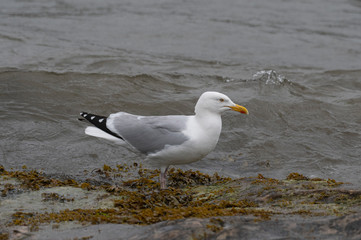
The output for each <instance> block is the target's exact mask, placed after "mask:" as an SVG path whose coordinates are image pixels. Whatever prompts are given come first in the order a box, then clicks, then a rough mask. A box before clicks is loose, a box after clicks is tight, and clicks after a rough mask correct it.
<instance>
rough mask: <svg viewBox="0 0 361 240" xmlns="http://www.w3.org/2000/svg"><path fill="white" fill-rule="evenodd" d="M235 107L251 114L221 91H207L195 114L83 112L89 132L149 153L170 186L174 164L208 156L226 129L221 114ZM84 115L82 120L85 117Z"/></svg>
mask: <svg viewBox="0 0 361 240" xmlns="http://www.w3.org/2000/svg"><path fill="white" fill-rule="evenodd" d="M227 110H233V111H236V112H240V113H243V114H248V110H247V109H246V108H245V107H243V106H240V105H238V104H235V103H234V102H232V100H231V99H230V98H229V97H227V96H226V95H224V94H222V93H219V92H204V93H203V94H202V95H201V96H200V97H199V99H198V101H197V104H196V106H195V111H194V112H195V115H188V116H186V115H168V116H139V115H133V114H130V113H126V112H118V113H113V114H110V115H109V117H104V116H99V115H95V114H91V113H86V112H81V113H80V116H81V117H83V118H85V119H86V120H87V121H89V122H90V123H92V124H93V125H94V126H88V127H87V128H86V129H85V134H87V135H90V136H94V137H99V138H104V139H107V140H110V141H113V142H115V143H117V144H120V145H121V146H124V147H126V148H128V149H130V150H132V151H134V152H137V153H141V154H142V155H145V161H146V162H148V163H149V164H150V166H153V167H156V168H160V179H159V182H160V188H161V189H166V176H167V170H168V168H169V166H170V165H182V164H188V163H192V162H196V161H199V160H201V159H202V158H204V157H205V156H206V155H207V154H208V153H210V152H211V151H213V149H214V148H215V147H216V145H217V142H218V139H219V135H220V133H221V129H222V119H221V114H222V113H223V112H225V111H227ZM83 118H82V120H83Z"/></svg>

|---|

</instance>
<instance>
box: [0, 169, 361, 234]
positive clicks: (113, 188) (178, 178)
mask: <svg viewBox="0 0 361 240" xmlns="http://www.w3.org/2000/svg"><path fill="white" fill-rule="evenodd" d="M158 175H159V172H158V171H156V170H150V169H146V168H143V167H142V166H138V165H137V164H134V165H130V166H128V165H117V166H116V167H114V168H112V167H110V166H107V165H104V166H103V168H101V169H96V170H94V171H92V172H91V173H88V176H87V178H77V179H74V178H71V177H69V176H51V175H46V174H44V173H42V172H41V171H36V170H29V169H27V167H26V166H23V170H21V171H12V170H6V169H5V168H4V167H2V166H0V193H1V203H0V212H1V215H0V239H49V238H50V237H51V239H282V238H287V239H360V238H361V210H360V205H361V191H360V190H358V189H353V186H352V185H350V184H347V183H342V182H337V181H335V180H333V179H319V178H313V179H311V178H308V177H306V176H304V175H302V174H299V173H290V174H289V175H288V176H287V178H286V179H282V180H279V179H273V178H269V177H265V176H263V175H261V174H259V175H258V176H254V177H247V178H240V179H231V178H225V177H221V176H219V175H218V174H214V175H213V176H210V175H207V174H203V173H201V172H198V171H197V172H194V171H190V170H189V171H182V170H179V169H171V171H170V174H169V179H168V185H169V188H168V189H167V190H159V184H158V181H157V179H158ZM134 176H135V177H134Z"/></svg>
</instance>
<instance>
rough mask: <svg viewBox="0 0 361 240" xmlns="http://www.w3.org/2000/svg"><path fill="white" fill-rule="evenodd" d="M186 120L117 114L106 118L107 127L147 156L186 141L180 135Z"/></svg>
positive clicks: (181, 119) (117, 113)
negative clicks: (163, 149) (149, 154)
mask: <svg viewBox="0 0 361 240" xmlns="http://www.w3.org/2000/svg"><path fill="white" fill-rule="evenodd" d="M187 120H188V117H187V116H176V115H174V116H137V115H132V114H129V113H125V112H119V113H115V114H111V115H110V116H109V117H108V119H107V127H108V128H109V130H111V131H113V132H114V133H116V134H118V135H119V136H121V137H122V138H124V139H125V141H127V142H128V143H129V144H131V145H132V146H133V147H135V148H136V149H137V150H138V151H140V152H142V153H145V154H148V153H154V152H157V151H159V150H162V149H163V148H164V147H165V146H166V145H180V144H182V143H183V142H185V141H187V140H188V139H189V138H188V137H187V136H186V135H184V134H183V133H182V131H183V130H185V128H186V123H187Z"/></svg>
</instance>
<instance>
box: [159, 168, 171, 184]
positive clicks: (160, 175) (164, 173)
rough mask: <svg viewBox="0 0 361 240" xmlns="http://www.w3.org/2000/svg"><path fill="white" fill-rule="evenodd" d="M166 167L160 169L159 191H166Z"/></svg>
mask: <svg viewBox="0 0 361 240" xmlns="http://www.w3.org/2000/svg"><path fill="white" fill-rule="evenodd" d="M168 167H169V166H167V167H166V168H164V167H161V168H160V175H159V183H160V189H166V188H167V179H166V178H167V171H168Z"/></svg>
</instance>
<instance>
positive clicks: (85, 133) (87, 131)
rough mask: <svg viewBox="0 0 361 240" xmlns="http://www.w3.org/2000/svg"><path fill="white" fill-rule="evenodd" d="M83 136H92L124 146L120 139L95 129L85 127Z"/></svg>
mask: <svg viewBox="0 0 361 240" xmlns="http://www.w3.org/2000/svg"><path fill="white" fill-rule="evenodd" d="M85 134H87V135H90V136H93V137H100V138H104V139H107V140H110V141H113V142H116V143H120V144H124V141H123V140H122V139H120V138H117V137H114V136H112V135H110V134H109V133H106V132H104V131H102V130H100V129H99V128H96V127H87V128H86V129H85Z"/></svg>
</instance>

|---|

**Problem requirements:**
Please output the lines of the listing above that fall in the stretch from the one with "positive clicks: (113, 188) (178, 178)" through the one with "positive clicks: (181, 119) (117, 113)", exactly and only those.

**Output of the exercise:**
positive clicks: (113, 188) (178, 178)
mask: <svg viewBox="0 0 361 240" xmlns="http://www.w3.org/2000/svg"><path fill="white" fill-rule="evenodd" d="M158 175H159V172H158V171H156V170H150V169H146V168H143V167H142V166H138V165H137V164H134V165H130V166H128V165H117V166H116V167H114V168H112V167H110V166H107V165H104V166H103V168H101V169H96V170H94V171H92V172H91V173H88V176H87V178H77V179H74V178H71V177H69V176H51V175H46V174H44V173H42V172H41V171H36V170H29V169H27V167H26V166H23V170H21V171H12V170H6V169H5V168H4V167H2V166H0V193H1V203H0V212H1V215H0V239H49V238H50V237H51V239H282V238H287V239H360V238H361V210H360V205H361V191H360V190H358V189H353V186H352V185H350V184H347V183H342V182H337V181H335V180H333V179H319V178H313V179H311V178H308V177H306V176H304V175H302V174H299V173H290V174H289V175H288V176H287V178H286V179H282V180H279V179H273V178H269V177H265V176H263V175H261V174H259V175H258V176H254V177H247V178H240V179H231V178H225V177H221V176H219V175H218V174H214V175H213V176H210V175H207V174H203V173H201V172H198V171H197V172H194V171H190V170H189V171H182V170H179V169H171V171H170V174H169V179H168V185H169V188H168V189H167V190H159V184H158V181H157V179H158ZM134 176H135V177H134Z"/></svg>
</instance>
<instance>
rough mask: <svg viewBox="0 0 361 240" xmlns="http://www.w3.org/2000/svg"><path fill="white" fill-rule="evenodd" d="M186 120L117 114L106 118L107 127L147 156L186 141L180 135Z"/></svg>
positive clicks: (181, 119) (117, 113)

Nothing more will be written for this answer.